++++ TASK DATA ++++

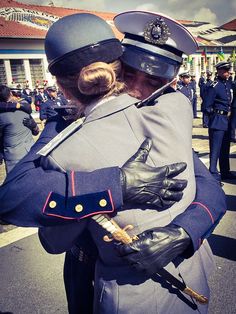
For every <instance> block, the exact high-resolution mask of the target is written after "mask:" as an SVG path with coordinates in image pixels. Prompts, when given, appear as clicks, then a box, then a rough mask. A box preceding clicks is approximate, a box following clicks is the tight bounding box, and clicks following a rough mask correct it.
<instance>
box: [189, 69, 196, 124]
mask: <svg viewBox="0 0 236 314" xmlns="http://www.w3.org/2000/svg"><path fill="white" fill-rule="evenodd" d="M190 86H191V88H192V90H193V117H194V118H197V117H198V116H197V82H196V75H194V74H192V75H191V79H190Z"/></svg>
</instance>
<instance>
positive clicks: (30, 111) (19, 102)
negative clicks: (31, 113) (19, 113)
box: [16, 101, 32, 114]
mask: <svg viewBox="0 0 236 314" xmlns="http://www.w3.org/2000/svg"><path fill="white" fill-rule="evenodd" d="M16 108H17V109H19V110H22V111H24V112H26V113H28V114H31V113H32V107H31V104H29V103H28V102H27V101H21V102H19V103H17V104H16Z"/></svg>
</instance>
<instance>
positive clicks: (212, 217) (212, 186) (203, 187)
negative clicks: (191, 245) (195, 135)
mask: <svg viewBox="0 0 236 314" xmlns="http://www.w3.org/2000/svg"><path fill="white" fill-rule="evenodd" d="M193 157H194V170H195V176H196V184H197V190H196V196H195V199H194V201H193V202H192V204H190V205H189V206H188V208H187V209H186V210H185V212H183V213H182V214H180V215H178V216H177V217H175V219H174V220H173V223H174V224H175V225H178V226H180V227H182V228H184V229H185V231H186V232H187V233H188V234H189V236H190V237H191V240H192V244H193V250H194V251H196V250H197V249H198V248H199V247H200V245H201V243H202V241H203V240H204V239H205V238H207V237H209V236H210V235H211V233H212V232H213V230H214V228H215V227H216V226H217V224H218V223H219V221H220V220H221V218H222V217H223V215H224V214H225V212H226V206H227V205H226V198H225V194H224V191H223V190H222V188H221V187H220V185H219V183H218V182H217V181H216V180H215V179H214V178H213V176H212V175H211V174H210V172H209V171H208V169H207V168H206V167H205V165H204V164H203V163H202V162H201V161H200V159H199V158H198V157H197V156H196V154H194V156H193Z"/></svg>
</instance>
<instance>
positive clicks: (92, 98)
mask: <svg viewBox="0 0 236 314" xmlns="http://www.w3.org/2000/svg"><path fill="white" fill-rule="evenodd" d="M120 75H121V63H120V61H119V60H116V61H114V62H112V63H109V64H108V63H105V62H95V63H92V64H90V65H88V66H86V67H84V68H83V69H82V70H81V71H80V73H76V74H74V75H68V76H65V77H63V76H60V77H59V76H57V83H58V85H59V86H60V87H61V88H62V89H63V90H64V91H65V92H67V93H68V94H70V95H71V96H72V97H73V98H75V99H77V100H79V101H80V102H81V103H82V105H87V104H89V103H90V102H91V101H93V100H95V99H99V98H104V97H108V96H111V95H115V96H116V95H119V94H121V93H122V92H124V91H125V84H124V83H123V82H121V81H120Z"/></svg>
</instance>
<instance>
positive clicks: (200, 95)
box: [198, 71, 206, 98]
mask: <svg viewBox="0 0 236 314" xmlns="http://www.w3.org/2000/svg"><path fill="white" fill-rule="evenodd" d="M205 81H206V77H205V72H204V71H203V72H201V76H200V78H199V80H198V87H199V89H200V97H201V98H203V97H202V87H203V85H204V84H205Z"/></svg>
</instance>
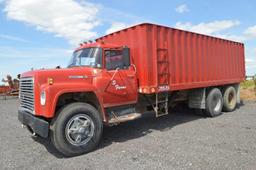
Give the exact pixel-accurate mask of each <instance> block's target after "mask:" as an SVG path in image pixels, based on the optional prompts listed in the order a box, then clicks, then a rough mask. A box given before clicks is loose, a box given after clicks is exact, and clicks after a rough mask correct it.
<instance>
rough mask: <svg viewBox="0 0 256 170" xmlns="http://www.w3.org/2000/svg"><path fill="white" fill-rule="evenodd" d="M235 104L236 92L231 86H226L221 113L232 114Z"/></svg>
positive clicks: (235, 98)
mask: <svg viewBox="0 0 256 170" xmlns="http://www.w3.org/2000/svg"><path fill="white" fill-rule="evenodd" d="M236 103H237V95H236V90H235V88H234V87H233V86H228V87H227V88H225V90H224V93H223V111H226V112H232V111H233V110H235V108H236Z"/></svg>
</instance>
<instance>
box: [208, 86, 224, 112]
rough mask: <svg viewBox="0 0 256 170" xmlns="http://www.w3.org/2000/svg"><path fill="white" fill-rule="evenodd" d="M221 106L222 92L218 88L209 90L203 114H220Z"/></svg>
mask: <svg viewBox="0 0 256 170" xmlns="http://www.w3.org/2000/svg"><path fill="white" fill-rule="evenodd" d="M222 107H223V97H222V93H221V91H220V90H219V89H218V88H213V89H211V90H210V92H209V93H208V95H207V97H206V103H205V111H204V114H205V115H206V116H209V117H216V116H219V115H221V111H222Z"/></svg>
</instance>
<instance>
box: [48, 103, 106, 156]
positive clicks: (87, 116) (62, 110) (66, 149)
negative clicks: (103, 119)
mask: <svg viewBox="0 0 256 170" xmlns="http://www.w3.org/2000/svg"><path fill="white" fill-rule="evenodd" d="M50 129H51V131H50V136H51V141H52V143H53V145H54V146H55V148H56V149H57V150H58V151H59V152H61V153H62V154H63V155H65V156H76V155H81V154H84V153H88V152H90V151H92V150H93V149H95V148H96V147H97V145H98V143H99V142H100V139H101V136H102V131H103V124H102V119H101V117H100V114H99V112H98V111H97V110H96V109H95V108H94V107H93V106H91V105H89V104H87V103H80V102H77V103H72V104H69V105H67V106H64V107H63V108H62V109H61V110H60V111H59V113H58V116H57V117H56V118H54V119H53V120H52V122H51V128H50Z"/></svg>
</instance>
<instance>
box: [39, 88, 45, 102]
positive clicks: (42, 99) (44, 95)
mask: <svg viewBox="0 0 256 170" xmlns="http://www.w3.org/2000/svg"><path fill="white" fill-rule="evenodd" d="M45 102H46V93H45V91H44V90H43V91H42V92H41V94H40V103H41V105H45Z"/></svg>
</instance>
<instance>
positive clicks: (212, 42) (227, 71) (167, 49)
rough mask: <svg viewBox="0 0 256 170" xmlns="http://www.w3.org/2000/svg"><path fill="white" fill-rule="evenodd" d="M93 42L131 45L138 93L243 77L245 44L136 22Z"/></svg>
mask: <svg viewBox="0 0 256 170" xmlns="http://www.w3.org/2000/svg"><path fill="white" fill-rule="evenodd" d="M96 41H98V42H99V41H103V42H106V43H114V44H122V45H126V46H128V47H129V48H130V51H131V56H132V59H133V62H134V63H135V65H136V68H137V77H138V81H139V89H140V92H143V93H151V91H150V89H152V87H155V88H158V90H159V91H161V90H166V89H169V90H181V89H191V88H199V87H208V86H215V85H223V84H232V83H238V82H240V81H241V80H243V79H244V78H245V67H244V45H243V44H242V43H238V42H234V41H229V40H224V39H221V38H215V37H211V36H206V35H202V34H197V33H193V32H188V31H183V30H178V29H174V28H169V27H165V26H160V25H154V24H147V23H145V24H140V25H136V26H133V27H130V28H127V29H124V30H121V31H118V32H115V33H112V34H109V35H106V36H103V37H101V38H99V39H97V40H96Z"/></svg>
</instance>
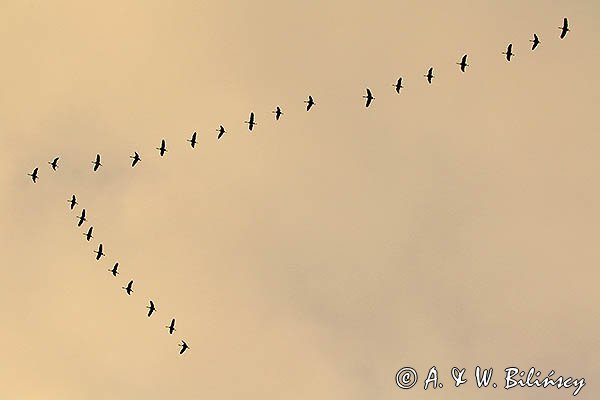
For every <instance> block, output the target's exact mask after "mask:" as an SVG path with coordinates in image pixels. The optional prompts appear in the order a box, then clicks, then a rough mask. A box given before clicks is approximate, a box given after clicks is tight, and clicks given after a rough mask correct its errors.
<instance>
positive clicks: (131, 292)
mask: <svg viewBox="0 0 600 400" xmlns="http://www.w3.org/2000/svg"><path fill="white" fill-rule="evenodd" d="M558 29H559V30H560V36H559V37H560V39H564V38H565V37H566V36H567V33H568V32H570V31H571V30H570V28H569V21H568V19H567V18H566V17H565V18H563V24H562V26H559V27H558ZM529 42H531V43H532V45H531V51H534V50H536V49H537V48H538V46H539V45H540V44H541V43H542V42H541V41H540V38H539V36H538V35H537V33H534V34H533V38H532V39H530V40H529ZM501 54H503V55H504V56H505V58H506V61H507V62H510V61H511V60H512V59H513V57H515V53H514V52H513V44H512V43H509V44H508V46H507V47H506V50H505V51H503V52H502V53H501ZM467 60H468V54H464V55H463V56H462V57H461V59H460V61H459V62H457V63H456V64H457V65H458V66H459V68H460V71H461V73H465V72H466V70H467V67H470V65H469V64H468V61H467ZM423 76H424V77H425V78H426V80H427V83H428V84H429V85H431V84H432V83H433V79H434V78H435V75H434V68H433V67H430V68H429V69H428V70H427V73H426V74H425V75H423ZM403 83H404V80H403V78H402V77H399V78H398V79H397V81H396V83H394V84H392V87H393V88H394V90H395V91H396V93H397V94H400V92H401V90H402V89H403V88H404V85H403ZM362 97H363V98H364V99H365V108H369V107H370V106H371V104H373V101H374V100H375V97H374V96H373V92H372V91H371V89H370V88H366V95H364V96H362ZM304 103H305V104H306V111H307V112H308V111H310V110H311V109H312V108H313V107H315V106H316V105H317V103H316V102H315V100H314V99H313V97H312V95H309V96H308V99H306V100H304ZM272 113H273V114H274V115H275V120H276V121H279V119H280V118H281V117H282V116H283V115H284V112H283V110H282V109H281V107H280V106H276V108H275V110H273V111H272ZM244 123H245V124H248V130H249V131H250V132H252V131H253V129H254V127H255V126H256V125H258V123H257V122H256V119H255V116H254V112H250V116H249V118H248V120H247V121H244ZM216 131H217V140H219V139H221V138H222V137H223V135H225V133H227V131H226V130H225V128H224V127H223V125H219V127H218V128H217V129H216ZM186 141H187V142H189V144H190V146H191V147H192V149H194V148H196V145H197V144H198V135H197V132H194V133H193V134H192V136H191V137H190V138H189V139H186ZM156 150H157V151H158V152H159V154H160V156H161V157H164V156H165V154H166V153H167V152H168V149H167V144H166V141H165V139H162V140H161V143H160V146H159V147H156ZM129 158H131V160H132V161H131V167H132V168H133V167H135V166H136V165H138V163H140V162H141V161H142V158H141V157H140V155H139V153H138V152H137V151H134V153H133V154H132V155H131V156H129ZM59 160H60V158H59V157H55V158H54V159H52V160H51V161H48V164H49V165H50V168H52V170H53V171H57V169H58V167H59V164H58V161H59ZM91 164H92V165H93V167H92V168H93V171H94V172H96V171H98V170H99V168H100V167H101V166H102V160H101V156H100V154H96V157H95V158H94V160H92V161H91ZM38 171H39V168H38V167H35V168H34V169H33V171H32V172H31V173H30V174H27V175H28V176H30V177H31V180H32V181H33V183H36V182H37V180H38V179H39V175H38ZM67 202H68V203H69V204H70V208H71V210H73V209H74V208H75V206H76V205H77V204H78V203H77V198H76V197H75V195H73V196H72V197H71V199H69V200H67ZM86 221H87V218H86V211H85V208H84V209H82V210H81V214H80V215H79V216H78V217H77V226H78V227H80V226H82V225H83V224H84V223H85V222H86ZM93 229H94V228H93V226H90V227H89V228H88V230H87V232H85V233H83V235H84V236H85V238H86V240H87V241H90V240H91V239H92V238H93V236H92V233H93ZM94 253H95V254H96V257H95V258H96V260H98V261H99V260H100V259H101V258H102V257H104V256H106V254H105V253H104V246H103V245H102V243H100V244H99V245H98V249H97V250H95V251H94ZM118 267H119V263H118V262H117V263H115V264H114V266H113V267H112V268H111V269H109V271H110V272H111V273H112V275H113V276H115V277H116V276H117V275H118V273H119V272H118ZM122 289H123V290H125V292H126V293H127V295H131V294H132V293H133V280H131V281H129V283H128V284H127V285H126V286H123V287H122ZM146 308H147V309H148V313H147V315H148V317H150V316H152V315H153V314H154V312H156V311H157V308H156V307H155V305H154V302H153V301H152V300H150V303H149V305H148V306H147V307H146ZM165 328H167V329H168V331H169V334H173V332H174V331H175V330H176V329H175V318H173V319H172V320H171V323H170V324H169V325H166V326H165ZM178 346H179V347H181V350H180V351H179V354H183V353H184V352H185V351H186V350H188V349H190V347H189V346H188V344H187V343H186V342H185V341H183V340H182V341H181V343H180V344H179V345H178Z"/></svg>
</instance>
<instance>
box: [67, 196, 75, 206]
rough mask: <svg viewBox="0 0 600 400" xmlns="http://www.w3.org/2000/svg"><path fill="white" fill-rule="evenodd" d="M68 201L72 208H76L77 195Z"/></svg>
mask: <svg viewBox="0 0 600 400" xmlns="http://www.w3.org/2000/svg"><path fill="white" fill-rule="evenodd" d="M67 203H70V204H71V210H72V209H74V208H75V205H76V204H77V199H76V198H75V195H73V196H72V197H71V200H67Z"/></svg>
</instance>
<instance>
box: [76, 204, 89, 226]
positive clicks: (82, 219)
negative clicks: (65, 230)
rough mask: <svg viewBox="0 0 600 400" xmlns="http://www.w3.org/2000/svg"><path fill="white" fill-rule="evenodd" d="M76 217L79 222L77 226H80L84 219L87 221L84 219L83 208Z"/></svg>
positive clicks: (84, 219) (84, 211) (81, 224)
mask: <svg viewBox="0 0 600 400" xmlns="http://www.w3.org/2000/svg"><path fill="white" fill-rule="evenodd" d="M77 219H79V222H77V226H81V225H83V223H84V222H85V221H87V219H85V208H84V209H83V210H81V215H80V216H79V217H77Z"/></svg>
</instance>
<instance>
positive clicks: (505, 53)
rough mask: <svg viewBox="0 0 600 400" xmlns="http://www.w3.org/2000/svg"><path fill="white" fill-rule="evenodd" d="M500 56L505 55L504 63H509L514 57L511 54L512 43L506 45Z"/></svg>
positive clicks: (513, 53)
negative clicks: (505, 47) (507, 61)
mask: <svg viewBox="0 0 600 400" xmlns="http://www.w3.org/2000/svg"><path fill="white" fill-rule="evenodd" d="M502 54H506V61H510V59H511V58H512V57H513V56H514V55H515V53H513V52H512V43H509V44H508V47H507V48H506V51H503V52H502Z"/></svg>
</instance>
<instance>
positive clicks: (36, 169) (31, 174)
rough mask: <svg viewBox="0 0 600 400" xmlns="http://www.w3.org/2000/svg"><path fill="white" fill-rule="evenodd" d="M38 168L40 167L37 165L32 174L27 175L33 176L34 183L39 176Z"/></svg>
mask: <svg viewBox="0 0 600 400" xmlns="http://www.w3.org/2000/svg"><path fill="white" fill-rule="evenodd" d="M37 170H38V168H37V167H35V168H34V170H33V172H32V173H31V174H27V175H29V176H31V180H32V181H33V183H35V181H37V180H38V178H39V177H38V176H37Z"/></svg>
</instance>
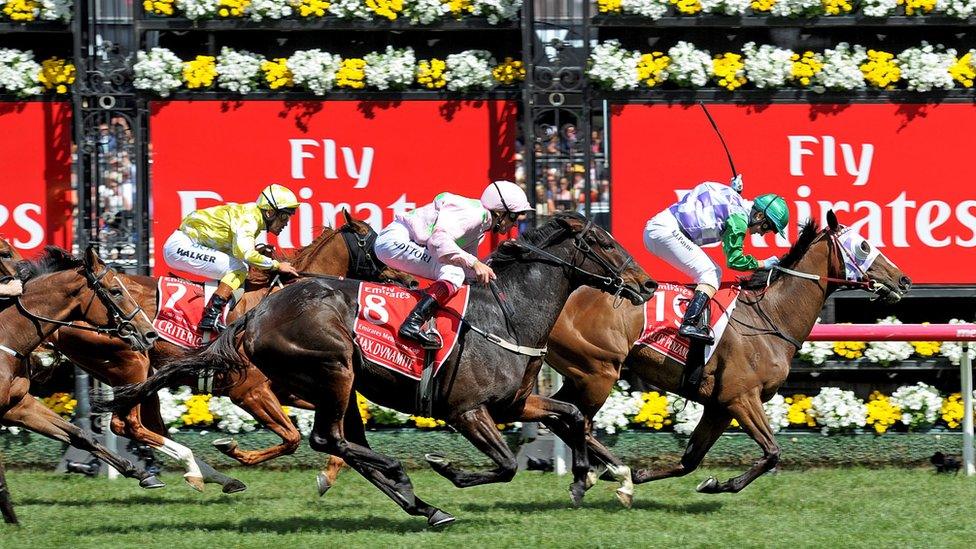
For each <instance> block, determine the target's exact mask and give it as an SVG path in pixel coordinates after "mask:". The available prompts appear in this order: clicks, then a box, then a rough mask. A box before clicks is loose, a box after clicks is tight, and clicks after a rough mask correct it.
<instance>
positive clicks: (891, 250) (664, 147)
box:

++++

## YOUR INSTRUCTIONS:
Please count the lines in the listing that contain the string "coordinates", treating case as significant, and give only the number.

## ANSWER SECTION:
3